**Ejercicios**
**1.** Reescribe el fragmento sobre lo sagrado entre "La rueda de" y "manifestar ante él.", ambos incluidos, sustituyendo "rueda" por "espiral".
**2.** Continúa el fragmento sobre lo sagrado a partir de su última frase.

No era un tiempo de ignorancia como algunos creen, sino un tiempo de profunda
sabiduría, donde los misterios más ocultos eran transmitidos a los ancianos responsables
de guiar a sus pueblos por el camino del sueño, por el camino marcado por el vuelo del
águila, por el aullido del lobo o por la manifestación de los elementos.
En la memoria de la tierra están recogidos estos tiempos, y están grabados a fuego
esperando otros tiempos en los que el hombre, una vez haya aprendido el precio, la
lección, de su soberbia, pueda recuperar sus orígenes, mirar hacia atrás en el tiempo y
acudir a sus ancestros para volver a ser verdad, la verdad que otorga la perfecta
comunión con la naturaleza y sus espíritus creadores.
La memoria del hombre es frágil. Los recuerdos son barridos de las mentes y
sustituidos por ilusiones que día a día nublan la visión y encadenan la mente y el
cuerpo a cuestiones materiales y pasajeras.
La rueda de la vida continúa girando inexorablemente, pero cuando se acerca al final
de su recorrido, el pasado resurge y se funde con el presente, trayendo con él todo lo
bueno y lo malo, la síntesis de todo un ciclo de vida.
Así, la humanidad ha recorrido un largo camino desde sus orígenes, un camino plagado
de experiencias buenas y malas, de pasos adelante y de duras caídas.
Pero, al margen de todo ello, situado en otro plano de existencia, lo sagrado permanece
desde el principio de los tiempos para recordar al hombre, con su inalterable presencia,
que existe un poder muy superior al suyo, que el hombre es una criatura aún en
formación, inexperta, inconsciente y llena de soberbia, y sus pasos están velados,
guiados y controlados por fuerzas muy superiores que esperan su madurez para poderse
manifestar ante él.

**Listado proporcionado**

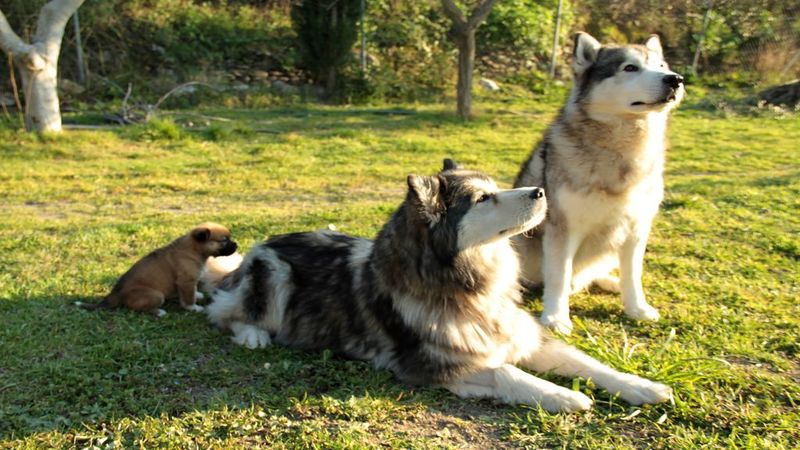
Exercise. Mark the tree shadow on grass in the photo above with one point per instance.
(64, 368)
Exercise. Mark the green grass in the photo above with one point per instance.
(723, 267)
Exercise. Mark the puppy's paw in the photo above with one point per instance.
(642, 312)
(639, 391)
(250, 336)
(608, 283)
(565, 400)
(194, 308)
(558, 323)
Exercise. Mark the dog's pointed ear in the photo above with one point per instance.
(449, 164)
(585, 52)
(425, 196)
(653, 44)
(201, 234)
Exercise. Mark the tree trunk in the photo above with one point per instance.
(463, 33)
(38, 63)
(466, 65)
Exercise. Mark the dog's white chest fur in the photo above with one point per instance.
(599, 212)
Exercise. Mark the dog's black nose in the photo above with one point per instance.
(674, 81)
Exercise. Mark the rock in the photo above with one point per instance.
(260, 75)
(70, 87)
(7, 99)
(784, 95)
(186, 90)
(285, 88)
(489, 85)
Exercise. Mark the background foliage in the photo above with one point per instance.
(158, 43)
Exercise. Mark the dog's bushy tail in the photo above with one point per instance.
(217, 268)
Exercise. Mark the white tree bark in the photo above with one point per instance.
(38, 63)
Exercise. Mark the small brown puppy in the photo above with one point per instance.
(168, 272)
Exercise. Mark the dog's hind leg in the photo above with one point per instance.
(511, 385)
(566, 360)
(631, 258)
(249, 336)
(560, 246)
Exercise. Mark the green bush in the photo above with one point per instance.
(326, 32)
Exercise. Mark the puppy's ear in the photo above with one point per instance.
(653, 44)
(424, 194)
(201, 234)
(585, 53)
(449, 164)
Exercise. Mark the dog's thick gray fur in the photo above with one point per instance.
(434, 299)
(601, 164)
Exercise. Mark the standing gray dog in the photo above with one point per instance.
(601, 163)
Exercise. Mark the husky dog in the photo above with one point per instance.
(434, 299)
(601, 163)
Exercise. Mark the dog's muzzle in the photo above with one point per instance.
(228, 249)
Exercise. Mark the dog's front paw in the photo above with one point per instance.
(642, 312)
(609, 283)
(639, 391)
(565, 401)
(559, 323)
(250, 336)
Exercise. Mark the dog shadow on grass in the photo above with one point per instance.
(65, 368)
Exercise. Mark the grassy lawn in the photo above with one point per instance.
(723, 268)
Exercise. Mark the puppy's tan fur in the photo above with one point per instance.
(168, 272)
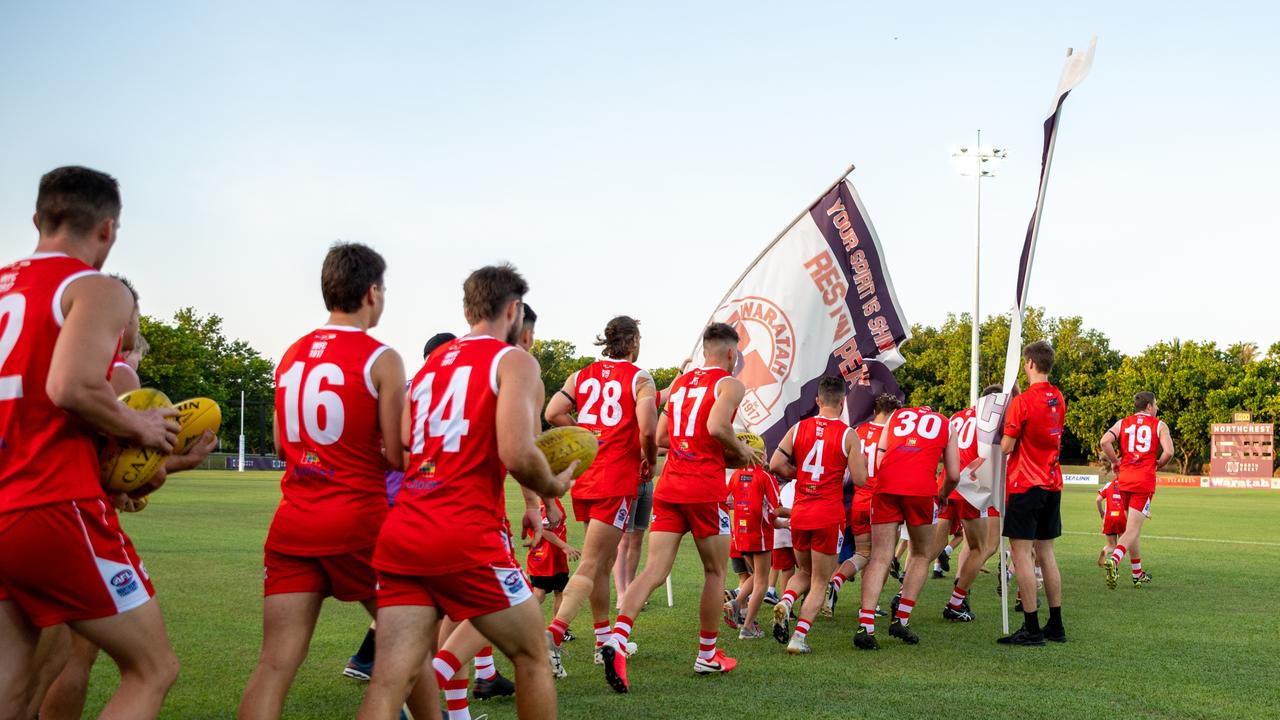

**Soluciones**
**1.**
La espiral de la vida continúa girando inexorablemente, pero cuando se acerca al final
de su recorrido, el pasado resurge y se funde con el presente, trayendo con él todo lo
bueno y lo malo, la síntesis de todo un ciclo de vida.
Así, la humanidad ha recorrido un largo camino desde sus orígenes, un camino plagado
de experiencias buenas y malas, de pasos adelante y de duras caídas.
Pero, al margen de todo ello, situado en otro plano de existencia, lo sagrado permanece
desde el principio de los tiempos para recordar al hombre, con su inalterable presencia,
que existe un poder muy superior al suyo, que el hombre es una criatura aún en
formación, inexperta, inconsciente y llena de soberbia, y sus pasos están velados,
guiados y controlados por fuerzas muy superiores que esperan su madurez para poderse
manifestar ante él.

**2.**
En los tiempos pasados los pueblos eran guiados por hombres sabios que les conducían
por el camino de la sencillez y del respeto hacia la creación.
En el presente los pueblos son conducidos por hombres ignorantes, sedientos de poder,
insensibles ante el dolor, el hambre, la injusticia.
Por ello, los pueblos no tienen un horizonte claro hacia el que caminar, porque han
perdido el recuerdo del origen, no saben de dónde partieron y no saben hacia dónde ir.
Por eso los pueblos actuales exterminan a los animales sagrados, destruyen la
naturaleza, contaminan la tierra y las aguas.
El hombre está perdido en un laberinto de destrucción, de falta de valores, y sólo
acudiendo a sus ancestros puede recuperar su lugar en la creación y, por tanto, su
equilibrio, su paz interna.
Pero el tiempo es corto ya. El aullido del lobo apenas se oye, el vuelo del águila no
se sigue porque no existe tiempo para mirar al cielo, y los elementos se están liberando
y comenzando a marcar su propia ley, que no es otra que la Ley del Uno.
La sabiduría de los ancianos ya había profetizado estos tiempos, porque ellos, que
estaban en conexión con los espíritus del Fuego, del Aire, del Agua y de la Tierra,
podían volar a través del sueño y descifrar el futuro.
Y el futuro de los ancianos es nuestro presente.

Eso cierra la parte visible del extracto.